-- Start --

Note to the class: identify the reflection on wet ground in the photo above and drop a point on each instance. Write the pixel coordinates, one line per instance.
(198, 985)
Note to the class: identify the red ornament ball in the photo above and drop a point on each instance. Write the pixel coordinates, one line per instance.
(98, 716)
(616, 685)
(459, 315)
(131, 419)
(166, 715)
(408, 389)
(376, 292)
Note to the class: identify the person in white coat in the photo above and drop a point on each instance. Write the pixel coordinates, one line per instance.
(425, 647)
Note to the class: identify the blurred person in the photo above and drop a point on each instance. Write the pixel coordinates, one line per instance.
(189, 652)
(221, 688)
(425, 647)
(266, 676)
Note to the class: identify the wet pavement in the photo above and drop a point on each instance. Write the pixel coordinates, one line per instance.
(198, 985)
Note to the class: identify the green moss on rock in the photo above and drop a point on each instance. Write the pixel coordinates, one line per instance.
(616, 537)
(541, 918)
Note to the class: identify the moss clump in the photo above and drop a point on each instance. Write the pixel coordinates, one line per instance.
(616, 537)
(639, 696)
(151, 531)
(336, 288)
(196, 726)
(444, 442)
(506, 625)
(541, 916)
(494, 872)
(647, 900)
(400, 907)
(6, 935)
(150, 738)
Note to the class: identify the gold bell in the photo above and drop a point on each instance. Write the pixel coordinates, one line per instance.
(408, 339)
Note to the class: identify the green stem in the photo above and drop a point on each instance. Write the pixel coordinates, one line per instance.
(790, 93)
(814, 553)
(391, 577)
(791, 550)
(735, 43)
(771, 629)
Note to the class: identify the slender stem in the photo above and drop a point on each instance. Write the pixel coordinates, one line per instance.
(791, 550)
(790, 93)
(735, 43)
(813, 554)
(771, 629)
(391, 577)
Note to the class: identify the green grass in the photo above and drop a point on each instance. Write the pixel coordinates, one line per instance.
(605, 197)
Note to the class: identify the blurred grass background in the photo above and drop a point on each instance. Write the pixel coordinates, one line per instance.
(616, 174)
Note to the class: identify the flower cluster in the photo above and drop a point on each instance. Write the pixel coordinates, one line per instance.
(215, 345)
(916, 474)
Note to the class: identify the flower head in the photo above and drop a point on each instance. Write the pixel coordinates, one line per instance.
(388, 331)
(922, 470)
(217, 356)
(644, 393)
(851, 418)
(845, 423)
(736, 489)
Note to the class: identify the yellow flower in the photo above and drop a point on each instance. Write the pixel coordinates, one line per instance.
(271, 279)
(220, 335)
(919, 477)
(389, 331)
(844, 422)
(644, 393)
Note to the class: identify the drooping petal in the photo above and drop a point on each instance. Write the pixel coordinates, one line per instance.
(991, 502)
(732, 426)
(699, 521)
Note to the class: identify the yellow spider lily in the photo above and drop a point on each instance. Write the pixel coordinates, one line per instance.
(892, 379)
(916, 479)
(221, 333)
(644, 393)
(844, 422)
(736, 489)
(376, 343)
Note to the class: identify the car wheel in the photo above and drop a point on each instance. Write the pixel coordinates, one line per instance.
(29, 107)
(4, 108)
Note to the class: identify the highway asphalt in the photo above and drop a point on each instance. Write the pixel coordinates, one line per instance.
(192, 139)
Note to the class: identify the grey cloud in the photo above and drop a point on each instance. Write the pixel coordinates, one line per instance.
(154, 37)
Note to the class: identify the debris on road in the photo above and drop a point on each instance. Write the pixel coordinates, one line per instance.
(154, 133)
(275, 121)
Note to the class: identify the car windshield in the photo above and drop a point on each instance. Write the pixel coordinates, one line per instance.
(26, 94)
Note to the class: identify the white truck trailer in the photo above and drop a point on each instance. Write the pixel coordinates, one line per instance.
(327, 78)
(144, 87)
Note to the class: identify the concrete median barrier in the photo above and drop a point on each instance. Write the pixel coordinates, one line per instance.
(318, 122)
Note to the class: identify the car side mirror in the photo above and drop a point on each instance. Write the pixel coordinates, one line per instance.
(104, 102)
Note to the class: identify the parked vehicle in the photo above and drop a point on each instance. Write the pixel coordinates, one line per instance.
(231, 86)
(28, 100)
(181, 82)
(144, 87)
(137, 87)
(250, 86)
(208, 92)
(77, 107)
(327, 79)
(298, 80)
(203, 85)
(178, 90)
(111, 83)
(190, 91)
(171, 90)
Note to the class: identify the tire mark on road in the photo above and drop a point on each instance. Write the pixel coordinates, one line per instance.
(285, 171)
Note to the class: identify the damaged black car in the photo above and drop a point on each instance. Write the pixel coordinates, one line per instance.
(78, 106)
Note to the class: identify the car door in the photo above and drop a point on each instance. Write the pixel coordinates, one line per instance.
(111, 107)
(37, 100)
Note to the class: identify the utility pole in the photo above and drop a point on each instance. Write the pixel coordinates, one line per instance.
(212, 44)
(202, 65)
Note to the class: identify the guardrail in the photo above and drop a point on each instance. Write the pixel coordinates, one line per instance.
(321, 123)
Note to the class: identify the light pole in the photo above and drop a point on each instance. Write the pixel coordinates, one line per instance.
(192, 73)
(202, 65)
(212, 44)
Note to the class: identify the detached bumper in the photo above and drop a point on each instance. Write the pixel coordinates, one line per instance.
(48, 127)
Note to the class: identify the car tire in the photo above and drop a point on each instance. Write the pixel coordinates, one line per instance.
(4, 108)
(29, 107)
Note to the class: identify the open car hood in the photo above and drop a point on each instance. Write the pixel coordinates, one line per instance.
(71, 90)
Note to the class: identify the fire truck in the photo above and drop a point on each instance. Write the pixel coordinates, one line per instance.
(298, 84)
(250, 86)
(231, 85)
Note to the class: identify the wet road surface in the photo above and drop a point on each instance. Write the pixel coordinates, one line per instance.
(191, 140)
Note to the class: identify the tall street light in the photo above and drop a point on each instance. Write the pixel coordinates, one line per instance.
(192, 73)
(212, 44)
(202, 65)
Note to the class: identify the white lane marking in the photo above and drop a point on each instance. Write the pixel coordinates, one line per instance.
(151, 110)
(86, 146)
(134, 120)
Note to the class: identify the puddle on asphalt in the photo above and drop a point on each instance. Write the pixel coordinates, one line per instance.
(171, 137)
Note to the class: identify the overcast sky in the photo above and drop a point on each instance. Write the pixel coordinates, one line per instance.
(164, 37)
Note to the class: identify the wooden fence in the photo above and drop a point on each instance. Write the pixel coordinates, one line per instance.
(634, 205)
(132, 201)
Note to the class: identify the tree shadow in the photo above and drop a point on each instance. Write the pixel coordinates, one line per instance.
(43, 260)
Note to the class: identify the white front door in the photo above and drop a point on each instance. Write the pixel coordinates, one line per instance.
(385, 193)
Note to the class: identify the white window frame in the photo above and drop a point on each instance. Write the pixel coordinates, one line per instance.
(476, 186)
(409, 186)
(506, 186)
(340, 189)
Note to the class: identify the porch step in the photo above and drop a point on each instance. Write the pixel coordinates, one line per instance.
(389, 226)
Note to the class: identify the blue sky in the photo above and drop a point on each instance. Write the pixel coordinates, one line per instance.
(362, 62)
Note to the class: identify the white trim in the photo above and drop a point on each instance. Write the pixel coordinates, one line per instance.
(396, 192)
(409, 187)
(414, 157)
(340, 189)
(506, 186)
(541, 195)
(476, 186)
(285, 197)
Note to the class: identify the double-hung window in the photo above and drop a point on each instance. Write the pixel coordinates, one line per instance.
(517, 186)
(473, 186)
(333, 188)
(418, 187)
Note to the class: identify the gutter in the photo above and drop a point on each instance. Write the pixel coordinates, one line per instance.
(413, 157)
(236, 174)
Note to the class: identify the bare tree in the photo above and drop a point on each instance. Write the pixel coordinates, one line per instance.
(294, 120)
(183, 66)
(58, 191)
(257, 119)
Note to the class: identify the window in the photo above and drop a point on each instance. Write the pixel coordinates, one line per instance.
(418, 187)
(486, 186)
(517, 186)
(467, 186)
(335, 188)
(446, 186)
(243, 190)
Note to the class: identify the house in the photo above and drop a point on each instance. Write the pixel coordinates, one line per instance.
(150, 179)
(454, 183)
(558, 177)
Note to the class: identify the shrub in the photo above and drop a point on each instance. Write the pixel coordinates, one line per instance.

-- End --

*WHAT YOU HAVE TO DO*
Extract, exactly as they appear, the lines from the one containing "Note to the class: identify the double-hung" through the final line.

*RESPONSE TO THE TASK*
Note to the class: identify the double-hung window in the photo above and drop a point on each instance. Write the pixel coordinates, one line per instance.
(517, 186)
(473, 186)
(333, 188)
(418, 187)
Note to the class: identify the gutter in the photo above and drop a point on each instance. Write the pixel coordinates, one line per instance.
(413, 157)
(236, 174)
Note to the class: identify the bare tree in the photo above and drop a point on each instance. Write the pixel coordinates, one line per instance.
(294, 120)
(183, 66)
(58, 191)
(257, 119)
Note to the class: identify the window in the photo above and drop a point on each instance. Write the pixel coordinates, one line per instance.
(418, 187)
(486, 186)
(517, 186)
(467, 186)
(335, 188)
(446, 186)
(243, 190)
Note to the class: identify the house in the photo above and drop a point on each instance. Write the pixel coordinates, one line per instance.
(150, 179)
(454, 183)
(558, 177)
Note to the class: identify the shrub in the photo above and drop a point on each instance. Write the pixel coordinates, one line per instance.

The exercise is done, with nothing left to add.